Information provided
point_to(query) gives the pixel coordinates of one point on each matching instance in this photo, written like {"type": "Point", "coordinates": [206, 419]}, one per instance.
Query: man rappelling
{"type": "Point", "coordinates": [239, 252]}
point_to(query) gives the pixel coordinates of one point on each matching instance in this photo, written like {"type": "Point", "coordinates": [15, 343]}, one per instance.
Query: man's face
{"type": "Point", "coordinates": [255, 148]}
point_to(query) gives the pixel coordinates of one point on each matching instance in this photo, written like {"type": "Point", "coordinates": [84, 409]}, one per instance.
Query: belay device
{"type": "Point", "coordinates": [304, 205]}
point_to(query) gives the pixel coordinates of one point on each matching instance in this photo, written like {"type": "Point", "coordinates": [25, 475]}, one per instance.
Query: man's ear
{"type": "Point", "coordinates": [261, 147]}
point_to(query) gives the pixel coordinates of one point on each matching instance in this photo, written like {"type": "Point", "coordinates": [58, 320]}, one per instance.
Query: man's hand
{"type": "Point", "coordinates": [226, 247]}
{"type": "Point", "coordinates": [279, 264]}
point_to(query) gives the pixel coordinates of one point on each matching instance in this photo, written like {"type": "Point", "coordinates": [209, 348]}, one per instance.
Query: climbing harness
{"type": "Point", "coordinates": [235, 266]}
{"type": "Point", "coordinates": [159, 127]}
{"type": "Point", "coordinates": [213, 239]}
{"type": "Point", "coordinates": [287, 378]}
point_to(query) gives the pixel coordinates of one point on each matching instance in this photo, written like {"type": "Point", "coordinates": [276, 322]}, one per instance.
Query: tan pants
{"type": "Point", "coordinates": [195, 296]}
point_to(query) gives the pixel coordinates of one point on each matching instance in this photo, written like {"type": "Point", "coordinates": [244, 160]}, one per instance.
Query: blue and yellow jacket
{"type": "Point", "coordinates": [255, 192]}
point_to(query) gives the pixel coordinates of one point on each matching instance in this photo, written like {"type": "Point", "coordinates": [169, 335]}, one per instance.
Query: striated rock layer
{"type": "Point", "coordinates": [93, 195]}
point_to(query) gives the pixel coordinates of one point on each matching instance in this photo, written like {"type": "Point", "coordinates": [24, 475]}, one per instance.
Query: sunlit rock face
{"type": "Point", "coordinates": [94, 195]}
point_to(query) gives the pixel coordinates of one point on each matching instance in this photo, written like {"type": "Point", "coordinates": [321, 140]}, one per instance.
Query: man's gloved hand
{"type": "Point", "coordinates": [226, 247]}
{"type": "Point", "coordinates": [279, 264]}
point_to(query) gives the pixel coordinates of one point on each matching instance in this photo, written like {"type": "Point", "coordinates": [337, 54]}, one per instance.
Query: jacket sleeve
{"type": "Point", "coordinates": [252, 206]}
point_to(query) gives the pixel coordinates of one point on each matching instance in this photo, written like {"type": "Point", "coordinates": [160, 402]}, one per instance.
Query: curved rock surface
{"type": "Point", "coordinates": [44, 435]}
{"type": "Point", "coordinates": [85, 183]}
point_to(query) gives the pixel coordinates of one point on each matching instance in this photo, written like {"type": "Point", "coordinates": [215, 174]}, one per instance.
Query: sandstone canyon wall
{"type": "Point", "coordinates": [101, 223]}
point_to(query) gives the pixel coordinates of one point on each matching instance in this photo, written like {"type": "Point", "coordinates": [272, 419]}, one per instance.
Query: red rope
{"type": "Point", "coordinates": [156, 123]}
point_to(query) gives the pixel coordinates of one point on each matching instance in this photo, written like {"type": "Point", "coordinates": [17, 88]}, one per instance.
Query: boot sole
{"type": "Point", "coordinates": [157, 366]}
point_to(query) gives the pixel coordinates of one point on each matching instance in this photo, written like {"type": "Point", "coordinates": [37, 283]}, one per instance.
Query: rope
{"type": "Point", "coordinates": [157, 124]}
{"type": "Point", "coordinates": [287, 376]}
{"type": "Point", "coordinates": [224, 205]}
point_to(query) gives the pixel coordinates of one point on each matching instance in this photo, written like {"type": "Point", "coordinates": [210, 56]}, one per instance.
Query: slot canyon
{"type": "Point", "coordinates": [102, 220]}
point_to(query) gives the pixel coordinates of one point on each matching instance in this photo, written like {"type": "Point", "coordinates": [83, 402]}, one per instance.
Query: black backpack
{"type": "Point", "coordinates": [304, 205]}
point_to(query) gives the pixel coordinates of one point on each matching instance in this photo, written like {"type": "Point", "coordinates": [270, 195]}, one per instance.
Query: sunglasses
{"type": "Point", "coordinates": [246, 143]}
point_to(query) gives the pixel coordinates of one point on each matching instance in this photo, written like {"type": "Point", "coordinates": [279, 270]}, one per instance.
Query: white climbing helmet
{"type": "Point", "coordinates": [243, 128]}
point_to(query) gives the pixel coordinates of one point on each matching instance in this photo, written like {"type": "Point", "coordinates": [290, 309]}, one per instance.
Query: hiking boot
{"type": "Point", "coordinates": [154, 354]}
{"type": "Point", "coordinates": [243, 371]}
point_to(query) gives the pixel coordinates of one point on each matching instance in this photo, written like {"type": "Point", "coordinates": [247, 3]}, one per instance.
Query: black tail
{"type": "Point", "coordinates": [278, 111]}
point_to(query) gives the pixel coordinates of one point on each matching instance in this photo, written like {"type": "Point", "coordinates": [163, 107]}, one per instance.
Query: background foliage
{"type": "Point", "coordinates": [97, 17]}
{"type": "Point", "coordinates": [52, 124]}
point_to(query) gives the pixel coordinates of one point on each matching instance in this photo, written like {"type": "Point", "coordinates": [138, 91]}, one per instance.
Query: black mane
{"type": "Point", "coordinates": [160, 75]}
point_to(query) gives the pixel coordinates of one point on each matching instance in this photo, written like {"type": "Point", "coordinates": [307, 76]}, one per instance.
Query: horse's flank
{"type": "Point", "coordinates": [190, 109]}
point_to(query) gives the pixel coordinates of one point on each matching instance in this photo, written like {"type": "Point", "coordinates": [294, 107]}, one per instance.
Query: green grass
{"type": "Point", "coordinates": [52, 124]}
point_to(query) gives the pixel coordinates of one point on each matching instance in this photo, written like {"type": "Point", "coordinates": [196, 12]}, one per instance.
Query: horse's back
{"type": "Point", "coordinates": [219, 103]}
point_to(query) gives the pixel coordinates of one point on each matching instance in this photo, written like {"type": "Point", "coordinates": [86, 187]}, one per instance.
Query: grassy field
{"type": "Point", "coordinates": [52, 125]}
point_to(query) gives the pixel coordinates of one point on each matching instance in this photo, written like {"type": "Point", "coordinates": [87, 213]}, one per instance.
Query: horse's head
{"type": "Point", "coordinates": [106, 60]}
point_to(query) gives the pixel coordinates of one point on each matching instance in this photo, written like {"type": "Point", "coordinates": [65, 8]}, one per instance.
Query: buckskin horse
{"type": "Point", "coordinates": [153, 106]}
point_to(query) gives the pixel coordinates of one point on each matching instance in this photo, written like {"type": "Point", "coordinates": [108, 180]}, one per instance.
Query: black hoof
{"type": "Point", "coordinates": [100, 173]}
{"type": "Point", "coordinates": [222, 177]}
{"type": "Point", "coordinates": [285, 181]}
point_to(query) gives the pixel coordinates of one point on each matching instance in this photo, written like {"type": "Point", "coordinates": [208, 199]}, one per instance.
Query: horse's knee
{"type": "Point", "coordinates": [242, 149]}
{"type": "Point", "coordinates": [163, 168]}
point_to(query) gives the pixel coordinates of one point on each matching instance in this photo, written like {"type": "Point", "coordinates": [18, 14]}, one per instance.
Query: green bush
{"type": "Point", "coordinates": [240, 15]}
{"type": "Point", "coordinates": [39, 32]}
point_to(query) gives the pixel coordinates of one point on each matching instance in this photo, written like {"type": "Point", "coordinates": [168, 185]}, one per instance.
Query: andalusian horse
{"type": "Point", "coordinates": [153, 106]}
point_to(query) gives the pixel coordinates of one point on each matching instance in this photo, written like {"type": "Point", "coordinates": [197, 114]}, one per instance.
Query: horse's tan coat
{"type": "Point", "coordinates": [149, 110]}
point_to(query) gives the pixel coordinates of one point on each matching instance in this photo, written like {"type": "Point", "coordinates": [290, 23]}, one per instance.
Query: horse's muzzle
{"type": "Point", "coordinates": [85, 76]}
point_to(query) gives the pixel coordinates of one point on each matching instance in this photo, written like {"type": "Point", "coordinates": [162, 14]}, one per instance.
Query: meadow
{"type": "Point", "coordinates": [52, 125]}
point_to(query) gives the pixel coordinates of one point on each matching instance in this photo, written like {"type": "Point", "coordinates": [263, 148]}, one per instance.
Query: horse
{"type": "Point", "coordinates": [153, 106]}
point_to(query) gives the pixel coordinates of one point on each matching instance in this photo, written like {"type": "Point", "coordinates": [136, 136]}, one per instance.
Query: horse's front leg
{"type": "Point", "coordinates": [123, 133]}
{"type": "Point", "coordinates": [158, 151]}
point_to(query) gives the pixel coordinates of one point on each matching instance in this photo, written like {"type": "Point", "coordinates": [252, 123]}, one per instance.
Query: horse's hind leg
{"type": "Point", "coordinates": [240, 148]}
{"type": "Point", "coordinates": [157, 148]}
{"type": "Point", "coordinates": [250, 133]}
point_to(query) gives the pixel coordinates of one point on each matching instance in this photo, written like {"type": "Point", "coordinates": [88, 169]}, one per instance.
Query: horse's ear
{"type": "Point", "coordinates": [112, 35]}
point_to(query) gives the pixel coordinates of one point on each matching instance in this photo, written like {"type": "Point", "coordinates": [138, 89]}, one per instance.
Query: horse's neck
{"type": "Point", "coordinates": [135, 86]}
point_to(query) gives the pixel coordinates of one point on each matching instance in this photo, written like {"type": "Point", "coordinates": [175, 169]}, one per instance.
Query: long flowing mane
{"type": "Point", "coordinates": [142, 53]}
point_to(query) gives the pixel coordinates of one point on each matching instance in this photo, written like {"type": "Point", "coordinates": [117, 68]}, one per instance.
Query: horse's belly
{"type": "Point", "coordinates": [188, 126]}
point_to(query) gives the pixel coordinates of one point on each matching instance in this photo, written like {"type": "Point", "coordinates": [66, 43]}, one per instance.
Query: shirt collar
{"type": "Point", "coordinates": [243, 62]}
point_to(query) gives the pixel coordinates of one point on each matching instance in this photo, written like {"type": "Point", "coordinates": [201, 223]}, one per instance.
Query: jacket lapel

Exercise directions
Locate each line in the data above that contains the word "mane", and copy those lines out.

Expected answer
Query: black mane
Query: long flowing mane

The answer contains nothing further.